Location annotation dataset excerpts
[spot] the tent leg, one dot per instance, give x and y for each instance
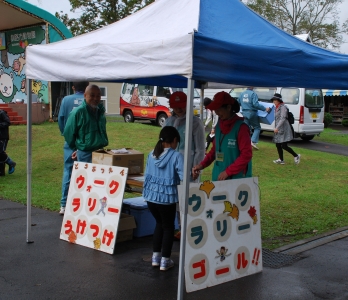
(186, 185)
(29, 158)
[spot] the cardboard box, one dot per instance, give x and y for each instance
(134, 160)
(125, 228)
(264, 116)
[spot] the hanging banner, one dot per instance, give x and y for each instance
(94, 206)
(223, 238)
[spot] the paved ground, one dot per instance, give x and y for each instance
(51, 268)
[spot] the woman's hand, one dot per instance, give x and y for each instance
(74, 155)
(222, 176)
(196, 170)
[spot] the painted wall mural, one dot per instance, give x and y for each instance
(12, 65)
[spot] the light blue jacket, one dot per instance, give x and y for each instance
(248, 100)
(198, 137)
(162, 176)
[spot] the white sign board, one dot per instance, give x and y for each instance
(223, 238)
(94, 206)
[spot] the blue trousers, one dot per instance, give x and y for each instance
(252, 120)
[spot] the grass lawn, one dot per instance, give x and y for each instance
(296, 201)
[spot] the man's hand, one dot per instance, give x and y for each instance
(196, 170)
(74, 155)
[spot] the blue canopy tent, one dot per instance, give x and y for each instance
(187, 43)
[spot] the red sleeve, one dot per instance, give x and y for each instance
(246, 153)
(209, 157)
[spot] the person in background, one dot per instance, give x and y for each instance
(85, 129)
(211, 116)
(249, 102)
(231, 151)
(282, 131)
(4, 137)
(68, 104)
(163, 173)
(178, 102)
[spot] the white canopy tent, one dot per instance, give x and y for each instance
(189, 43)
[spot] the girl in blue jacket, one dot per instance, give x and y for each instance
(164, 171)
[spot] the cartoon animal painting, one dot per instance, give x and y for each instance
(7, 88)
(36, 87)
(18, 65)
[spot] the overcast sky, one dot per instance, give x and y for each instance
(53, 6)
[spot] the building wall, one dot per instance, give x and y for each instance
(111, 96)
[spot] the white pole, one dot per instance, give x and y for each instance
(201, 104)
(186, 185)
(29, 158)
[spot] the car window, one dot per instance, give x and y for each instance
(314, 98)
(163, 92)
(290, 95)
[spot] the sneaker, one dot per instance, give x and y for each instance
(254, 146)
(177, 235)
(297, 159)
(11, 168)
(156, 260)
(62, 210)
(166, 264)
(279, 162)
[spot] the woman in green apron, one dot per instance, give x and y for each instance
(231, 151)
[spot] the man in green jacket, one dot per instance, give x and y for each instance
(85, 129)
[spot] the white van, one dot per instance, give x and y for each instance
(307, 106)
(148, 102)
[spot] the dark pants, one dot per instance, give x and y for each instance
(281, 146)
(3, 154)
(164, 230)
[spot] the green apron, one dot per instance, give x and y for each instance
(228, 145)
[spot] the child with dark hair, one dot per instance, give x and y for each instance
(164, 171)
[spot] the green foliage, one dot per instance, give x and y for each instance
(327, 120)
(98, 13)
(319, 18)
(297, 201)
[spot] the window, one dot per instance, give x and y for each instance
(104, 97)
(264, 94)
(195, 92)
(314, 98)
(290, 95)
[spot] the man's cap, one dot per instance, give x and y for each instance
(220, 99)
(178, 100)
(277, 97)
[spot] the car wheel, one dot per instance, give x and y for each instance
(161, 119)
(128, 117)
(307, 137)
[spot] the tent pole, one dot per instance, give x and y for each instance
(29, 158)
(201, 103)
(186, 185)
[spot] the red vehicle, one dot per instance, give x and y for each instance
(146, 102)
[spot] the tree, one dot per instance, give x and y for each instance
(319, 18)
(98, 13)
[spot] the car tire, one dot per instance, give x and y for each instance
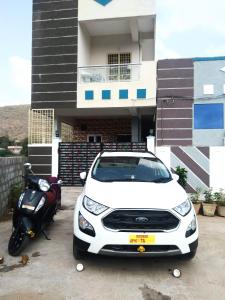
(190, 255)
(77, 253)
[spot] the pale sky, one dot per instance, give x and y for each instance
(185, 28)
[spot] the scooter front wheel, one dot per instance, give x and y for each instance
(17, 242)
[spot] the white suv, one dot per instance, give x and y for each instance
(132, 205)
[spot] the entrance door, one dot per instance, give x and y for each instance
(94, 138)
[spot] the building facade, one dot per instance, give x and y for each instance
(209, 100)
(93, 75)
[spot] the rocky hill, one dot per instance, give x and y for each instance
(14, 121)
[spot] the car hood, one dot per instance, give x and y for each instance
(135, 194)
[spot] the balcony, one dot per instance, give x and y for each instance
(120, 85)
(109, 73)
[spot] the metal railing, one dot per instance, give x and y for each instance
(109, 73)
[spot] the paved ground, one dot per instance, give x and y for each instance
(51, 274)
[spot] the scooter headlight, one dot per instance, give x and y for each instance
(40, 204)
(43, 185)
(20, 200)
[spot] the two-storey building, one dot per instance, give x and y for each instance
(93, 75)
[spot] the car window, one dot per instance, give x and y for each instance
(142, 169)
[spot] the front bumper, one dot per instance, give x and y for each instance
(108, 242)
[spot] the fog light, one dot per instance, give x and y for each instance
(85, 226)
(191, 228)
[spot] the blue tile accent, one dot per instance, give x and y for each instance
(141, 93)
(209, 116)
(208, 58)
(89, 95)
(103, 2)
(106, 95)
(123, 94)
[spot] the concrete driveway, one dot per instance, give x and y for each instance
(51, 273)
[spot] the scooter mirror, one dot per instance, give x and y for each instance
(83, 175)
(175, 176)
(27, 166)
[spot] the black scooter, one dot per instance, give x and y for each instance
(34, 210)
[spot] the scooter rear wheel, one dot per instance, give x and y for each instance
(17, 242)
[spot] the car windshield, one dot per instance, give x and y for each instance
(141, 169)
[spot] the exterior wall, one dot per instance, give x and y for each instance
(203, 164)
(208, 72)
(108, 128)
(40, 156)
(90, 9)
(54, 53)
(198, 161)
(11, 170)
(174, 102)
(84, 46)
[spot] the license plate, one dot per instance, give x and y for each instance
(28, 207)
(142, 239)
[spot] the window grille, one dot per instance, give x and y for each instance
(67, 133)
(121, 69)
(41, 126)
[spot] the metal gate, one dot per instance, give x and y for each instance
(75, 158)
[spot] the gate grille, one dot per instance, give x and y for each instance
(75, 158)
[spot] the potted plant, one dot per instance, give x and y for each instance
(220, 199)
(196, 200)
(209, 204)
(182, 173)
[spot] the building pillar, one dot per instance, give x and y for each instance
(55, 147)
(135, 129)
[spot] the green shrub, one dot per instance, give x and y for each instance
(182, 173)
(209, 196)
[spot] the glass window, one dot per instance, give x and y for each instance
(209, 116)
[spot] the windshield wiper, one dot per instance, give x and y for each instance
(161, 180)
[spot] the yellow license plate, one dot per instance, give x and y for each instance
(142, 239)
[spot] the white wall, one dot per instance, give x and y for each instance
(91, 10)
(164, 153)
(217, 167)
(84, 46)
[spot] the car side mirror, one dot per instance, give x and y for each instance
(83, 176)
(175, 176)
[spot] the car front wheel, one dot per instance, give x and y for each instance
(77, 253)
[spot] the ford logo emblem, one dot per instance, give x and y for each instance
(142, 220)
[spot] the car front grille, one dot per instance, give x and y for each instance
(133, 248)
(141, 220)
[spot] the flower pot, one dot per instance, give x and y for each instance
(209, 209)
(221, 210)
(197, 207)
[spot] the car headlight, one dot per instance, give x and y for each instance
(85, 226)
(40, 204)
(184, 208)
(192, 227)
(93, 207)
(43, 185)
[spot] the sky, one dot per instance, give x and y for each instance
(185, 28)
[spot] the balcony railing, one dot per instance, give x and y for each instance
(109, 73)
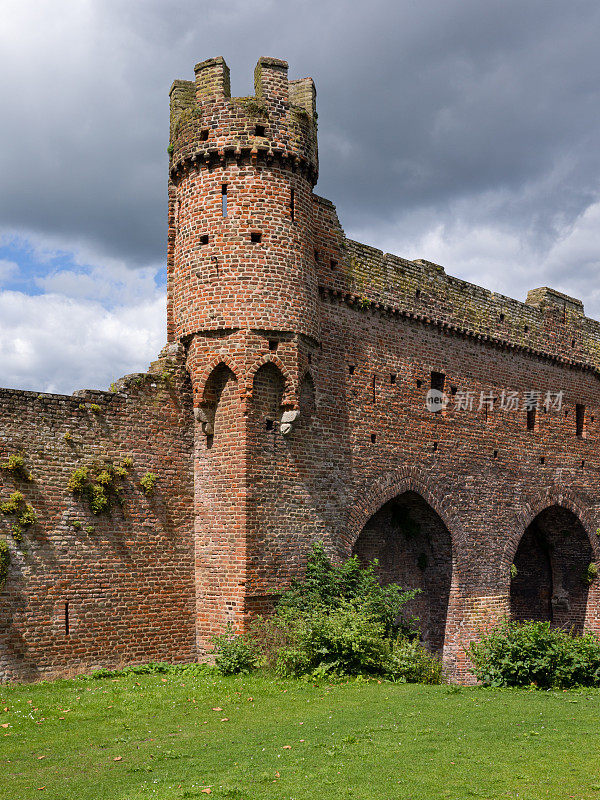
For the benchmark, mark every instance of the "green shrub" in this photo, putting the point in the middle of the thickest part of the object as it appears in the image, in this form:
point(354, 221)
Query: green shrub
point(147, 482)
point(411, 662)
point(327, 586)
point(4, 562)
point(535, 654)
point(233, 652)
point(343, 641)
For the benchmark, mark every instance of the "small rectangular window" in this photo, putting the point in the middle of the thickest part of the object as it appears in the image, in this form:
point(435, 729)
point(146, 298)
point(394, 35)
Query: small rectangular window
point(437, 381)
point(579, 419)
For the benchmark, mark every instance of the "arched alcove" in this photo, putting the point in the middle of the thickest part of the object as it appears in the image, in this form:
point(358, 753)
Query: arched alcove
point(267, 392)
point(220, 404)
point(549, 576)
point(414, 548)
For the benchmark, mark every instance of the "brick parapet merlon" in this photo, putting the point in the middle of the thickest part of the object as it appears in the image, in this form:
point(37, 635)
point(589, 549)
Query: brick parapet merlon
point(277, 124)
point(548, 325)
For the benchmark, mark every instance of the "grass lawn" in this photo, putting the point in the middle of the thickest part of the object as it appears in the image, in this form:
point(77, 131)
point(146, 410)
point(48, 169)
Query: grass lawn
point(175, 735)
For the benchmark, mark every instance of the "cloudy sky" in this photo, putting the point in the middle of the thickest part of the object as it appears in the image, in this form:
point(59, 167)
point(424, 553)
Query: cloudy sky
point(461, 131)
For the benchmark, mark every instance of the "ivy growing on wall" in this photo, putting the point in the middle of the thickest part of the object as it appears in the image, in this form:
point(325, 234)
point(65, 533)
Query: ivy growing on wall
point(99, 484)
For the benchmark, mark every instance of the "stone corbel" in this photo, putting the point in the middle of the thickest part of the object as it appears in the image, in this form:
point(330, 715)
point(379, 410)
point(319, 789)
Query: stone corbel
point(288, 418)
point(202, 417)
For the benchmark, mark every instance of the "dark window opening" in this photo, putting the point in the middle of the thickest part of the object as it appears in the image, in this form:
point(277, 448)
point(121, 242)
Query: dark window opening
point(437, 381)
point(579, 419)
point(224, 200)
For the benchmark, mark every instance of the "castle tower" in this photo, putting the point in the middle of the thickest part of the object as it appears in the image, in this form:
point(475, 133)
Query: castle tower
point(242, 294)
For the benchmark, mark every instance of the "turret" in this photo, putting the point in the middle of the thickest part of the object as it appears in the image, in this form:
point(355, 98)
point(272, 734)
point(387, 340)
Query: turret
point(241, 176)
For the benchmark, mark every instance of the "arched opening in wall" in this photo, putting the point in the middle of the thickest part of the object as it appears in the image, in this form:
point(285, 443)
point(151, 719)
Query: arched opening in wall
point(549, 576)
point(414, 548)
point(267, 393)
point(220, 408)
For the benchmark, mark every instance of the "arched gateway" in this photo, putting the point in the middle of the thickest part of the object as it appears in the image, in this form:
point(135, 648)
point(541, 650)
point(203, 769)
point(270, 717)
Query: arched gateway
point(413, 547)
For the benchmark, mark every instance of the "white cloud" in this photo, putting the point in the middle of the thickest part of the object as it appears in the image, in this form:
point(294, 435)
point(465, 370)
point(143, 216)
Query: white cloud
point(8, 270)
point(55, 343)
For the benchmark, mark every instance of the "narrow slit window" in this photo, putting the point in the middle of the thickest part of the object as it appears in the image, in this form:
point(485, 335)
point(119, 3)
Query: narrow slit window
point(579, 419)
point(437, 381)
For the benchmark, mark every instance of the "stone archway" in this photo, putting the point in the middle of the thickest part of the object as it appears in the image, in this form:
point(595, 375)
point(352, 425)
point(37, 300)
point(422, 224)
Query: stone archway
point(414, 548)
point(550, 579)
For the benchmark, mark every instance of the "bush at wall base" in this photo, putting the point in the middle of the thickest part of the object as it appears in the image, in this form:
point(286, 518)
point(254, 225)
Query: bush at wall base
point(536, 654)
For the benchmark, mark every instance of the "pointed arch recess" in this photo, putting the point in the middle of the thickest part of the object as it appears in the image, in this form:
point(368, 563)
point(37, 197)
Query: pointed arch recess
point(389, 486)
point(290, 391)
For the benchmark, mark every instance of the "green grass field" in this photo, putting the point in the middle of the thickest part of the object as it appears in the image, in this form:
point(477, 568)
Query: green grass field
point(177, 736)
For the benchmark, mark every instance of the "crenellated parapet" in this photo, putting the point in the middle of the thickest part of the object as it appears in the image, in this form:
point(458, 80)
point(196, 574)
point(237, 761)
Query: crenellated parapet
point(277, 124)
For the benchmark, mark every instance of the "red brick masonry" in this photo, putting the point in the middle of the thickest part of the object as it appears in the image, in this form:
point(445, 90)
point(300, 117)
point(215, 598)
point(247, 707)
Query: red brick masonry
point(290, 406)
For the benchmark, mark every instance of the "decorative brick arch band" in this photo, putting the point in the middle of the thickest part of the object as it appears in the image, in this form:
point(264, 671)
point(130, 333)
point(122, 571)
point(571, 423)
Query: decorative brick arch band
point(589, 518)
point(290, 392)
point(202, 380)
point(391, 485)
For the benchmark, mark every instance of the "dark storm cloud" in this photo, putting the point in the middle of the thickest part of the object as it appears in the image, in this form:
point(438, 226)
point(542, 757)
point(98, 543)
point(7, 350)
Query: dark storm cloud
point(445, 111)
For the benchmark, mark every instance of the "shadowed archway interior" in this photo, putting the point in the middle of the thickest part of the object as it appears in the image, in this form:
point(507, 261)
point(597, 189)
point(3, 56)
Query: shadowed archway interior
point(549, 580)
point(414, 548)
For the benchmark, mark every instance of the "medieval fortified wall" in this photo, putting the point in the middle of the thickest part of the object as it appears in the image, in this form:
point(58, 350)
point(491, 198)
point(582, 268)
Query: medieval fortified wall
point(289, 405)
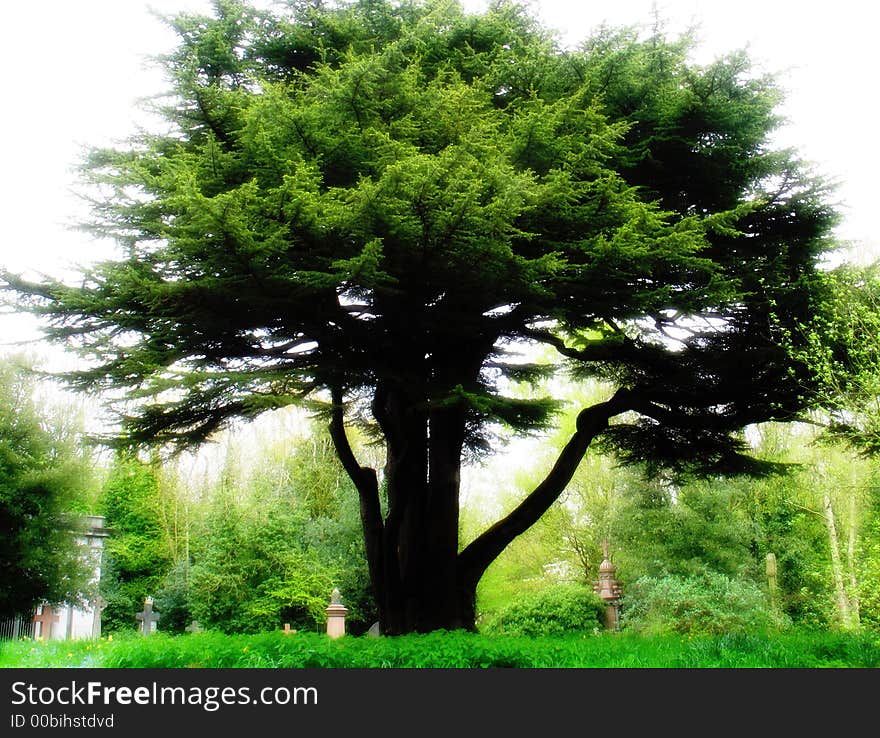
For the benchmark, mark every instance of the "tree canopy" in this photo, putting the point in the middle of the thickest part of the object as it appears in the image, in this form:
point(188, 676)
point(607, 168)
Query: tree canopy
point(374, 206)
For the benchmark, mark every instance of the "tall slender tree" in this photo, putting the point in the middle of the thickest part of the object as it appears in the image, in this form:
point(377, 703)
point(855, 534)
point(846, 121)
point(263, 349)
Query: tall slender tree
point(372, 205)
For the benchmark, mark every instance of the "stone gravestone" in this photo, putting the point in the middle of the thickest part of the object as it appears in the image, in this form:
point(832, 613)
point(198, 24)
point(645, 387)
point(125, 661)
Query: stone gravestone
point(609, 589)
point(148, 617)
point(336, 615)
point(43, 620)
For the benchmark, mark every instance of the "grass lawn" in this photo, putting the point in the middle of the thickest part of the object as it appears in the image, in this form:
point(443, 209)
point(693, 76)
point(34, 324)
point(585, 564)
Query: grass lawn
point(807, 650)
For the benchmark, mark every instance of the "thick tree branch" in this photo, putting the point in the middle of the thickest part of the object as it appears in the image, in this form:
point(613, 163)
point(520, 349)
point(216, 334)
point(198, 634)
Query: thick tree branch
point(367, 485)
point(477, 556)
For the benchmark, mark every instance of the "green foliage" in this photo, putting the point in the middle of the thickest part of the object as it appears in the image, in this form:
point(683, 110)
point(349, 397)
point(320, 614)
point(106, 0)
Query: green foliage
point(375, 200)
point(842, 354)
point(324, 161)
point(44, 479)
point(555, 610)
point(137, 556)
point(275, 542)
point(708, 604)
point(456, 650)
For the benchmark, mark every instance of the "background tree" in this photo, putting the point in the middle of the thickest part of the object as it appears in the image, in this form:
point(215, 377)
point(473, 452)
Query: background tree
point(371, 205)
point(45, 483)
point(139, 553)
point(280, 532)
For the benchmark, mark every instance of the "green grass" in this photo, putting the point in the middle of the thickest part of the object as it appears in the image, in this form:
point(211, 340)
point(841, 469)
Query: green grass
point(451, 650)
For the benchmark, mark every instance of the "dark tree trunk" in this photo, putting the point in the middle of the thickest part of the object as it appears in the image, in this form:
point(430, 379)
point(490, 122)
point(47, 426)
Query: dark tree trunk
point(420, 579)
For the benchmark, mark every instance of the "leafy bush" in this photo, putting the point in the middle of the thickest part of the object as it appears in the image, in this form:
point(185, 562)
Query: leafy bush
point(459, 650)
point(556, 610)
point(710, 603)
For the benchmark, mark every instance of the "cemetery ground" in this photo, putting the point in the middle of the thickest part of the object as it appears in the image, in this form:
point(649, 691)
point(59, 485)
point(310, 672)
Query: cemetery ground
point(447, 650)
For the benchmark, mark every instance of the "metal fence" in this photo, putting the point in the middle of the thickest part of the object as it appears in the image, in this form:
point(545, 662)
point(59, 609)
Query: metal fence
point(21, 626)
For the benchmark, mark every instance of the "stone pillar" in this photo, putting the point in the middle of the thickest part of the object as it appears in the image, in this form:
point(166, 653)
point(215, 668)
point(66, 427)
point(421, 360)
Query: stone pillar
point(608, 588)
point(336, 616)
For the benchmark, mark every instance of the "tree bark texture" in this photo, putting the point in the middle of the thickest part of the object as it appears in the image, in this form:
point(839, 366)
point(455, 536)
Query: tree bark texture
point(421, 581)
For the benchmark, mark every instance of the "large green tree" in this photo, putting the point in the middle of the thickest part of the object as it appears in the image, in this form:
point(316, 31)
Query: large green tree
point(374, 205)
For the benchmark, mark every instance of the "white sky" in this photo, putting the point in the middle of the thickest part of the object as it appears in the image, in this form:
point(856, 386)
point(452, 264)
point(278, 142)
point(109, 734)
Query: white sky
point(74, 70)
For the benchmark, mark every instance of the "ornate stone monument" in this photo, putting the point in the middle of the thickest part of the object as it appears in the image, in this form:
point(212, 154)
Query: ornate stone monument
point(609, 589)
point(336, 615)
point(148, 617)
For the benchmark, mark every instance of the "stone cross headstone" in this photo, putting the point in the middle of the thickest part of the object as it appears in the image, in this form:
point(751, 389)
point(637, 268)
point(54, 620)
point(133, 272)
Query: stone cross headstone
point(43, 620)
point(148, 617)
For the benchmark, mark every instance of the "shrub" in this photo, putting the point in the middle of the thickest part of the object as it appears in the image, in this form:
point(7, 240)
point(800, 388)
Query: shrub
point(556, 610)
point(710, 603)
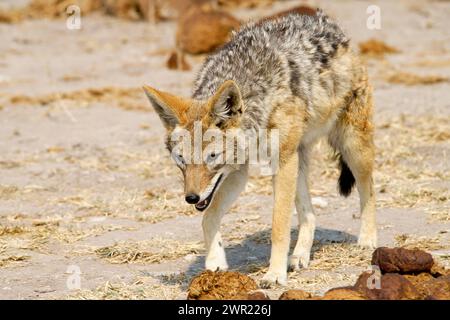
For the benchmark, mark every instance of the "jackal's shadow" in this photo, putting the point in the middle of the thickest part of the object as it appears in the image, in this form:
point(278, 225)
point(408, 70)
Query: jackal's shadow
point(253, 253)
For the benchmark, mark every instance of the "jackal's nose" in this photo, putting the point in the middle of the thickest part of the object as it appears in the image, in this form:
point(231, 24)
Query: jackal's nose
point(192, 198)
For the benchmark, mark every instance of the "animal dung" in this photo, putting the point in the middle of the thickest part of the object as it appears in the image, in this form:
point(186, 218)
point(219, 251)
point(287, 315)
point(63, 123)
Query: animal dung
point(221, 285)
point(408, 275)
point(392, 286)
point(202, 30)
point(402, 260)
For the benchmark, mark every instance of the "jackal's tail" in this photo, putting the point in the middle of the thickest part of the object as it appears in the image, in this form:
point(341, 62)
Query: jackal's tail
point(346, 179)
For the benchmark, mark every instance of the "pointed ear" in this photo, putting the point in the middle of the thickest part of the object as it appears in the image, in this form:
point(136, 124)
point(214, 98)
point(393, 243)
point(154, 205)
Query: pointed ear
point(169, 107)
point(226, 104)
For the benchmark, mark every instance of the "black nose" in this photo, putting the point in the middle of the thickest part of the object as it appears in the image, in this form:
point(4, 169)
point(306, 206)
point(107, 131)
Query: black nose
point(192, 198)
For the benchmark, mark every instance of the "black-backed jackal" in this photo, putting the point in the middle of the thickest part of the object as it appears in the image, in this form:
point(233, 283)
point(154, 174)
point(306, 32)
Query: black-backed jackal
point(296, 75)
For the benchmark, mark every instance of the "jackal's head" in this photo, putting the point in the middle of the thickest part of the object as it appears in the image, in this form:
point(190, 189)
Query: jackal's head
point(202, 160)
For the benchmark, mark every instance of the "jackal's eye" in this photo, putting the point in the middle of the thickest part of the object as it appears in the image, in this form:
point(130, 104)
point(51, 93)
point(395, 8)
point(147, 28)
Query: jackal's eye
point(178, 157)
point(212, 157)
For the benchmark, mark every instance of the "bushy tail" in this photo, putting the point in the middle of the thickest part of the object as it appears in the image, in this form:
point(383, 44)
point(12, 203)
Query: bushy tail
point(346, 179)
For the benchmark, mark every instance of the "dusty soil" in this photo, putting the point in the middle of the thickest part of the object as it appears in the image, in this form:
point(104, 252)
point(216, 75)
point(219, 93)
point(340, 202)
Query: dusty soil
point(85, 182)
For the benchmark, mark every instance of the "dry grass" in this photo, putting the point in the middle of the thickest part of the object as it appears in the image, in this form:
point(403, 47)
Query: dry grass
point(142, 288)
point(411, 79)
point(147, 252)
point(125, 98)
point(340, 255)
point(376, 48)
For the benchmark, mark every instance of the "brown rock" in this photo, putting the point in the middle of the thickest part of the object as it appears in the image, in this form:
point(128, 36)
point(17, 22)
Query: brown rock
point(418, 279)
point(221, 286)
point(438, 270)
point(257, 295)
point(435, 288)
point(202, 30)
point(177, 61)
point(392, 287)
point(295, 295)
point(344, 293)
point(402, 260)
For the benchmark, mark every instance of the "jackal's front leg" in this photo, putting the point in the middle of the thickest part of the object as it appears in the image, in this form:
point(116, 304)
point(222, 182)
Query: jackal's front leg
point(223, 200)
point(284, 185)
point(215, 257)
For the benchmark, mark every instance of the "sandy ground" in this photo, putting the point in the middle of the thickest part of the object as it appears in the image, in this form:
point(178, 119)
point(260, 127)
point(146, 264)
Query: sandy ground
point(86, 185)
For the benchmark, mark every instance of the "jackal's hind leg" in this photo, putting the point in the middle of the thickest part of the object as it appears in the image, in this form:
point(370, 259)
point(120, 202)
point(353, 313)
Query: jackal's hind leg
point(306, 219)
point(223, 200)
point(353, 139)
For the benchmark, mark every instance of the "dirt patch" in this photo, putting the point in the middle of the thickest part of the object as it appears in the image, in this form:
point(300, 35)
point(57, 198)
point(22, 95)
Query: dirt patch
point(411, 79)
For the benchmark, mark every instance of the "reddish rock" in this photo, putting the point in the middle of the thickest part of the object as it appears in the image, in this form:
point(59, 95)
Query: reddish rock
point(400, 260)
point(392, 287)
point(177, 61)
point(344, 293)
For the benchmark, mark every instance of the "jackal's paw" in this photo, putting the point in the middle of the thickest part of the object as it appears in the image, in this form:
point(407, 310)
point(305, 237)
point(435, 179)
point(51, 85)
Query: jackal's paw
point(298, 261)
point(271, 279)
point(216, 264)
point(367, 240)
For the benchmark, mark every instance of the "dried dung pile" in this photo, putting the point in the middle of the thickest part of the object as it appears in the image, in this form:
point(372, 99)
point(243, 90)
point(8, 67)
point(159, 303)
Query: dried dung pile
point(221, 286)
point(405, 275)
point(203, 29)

[WORK TO COMPLETE]:
Pick out every line in the rows above that contains the word "growing", and copy each one out in full. Treat the match as case-sensitive.

[EXERCISE RESULT]:
For the benchmark, mark every instance of the "ivy growing on wall" in this photo, putting the point in the middle of the thickest part of the object as it appears in the image, in this form:
Query: ivy growing on wall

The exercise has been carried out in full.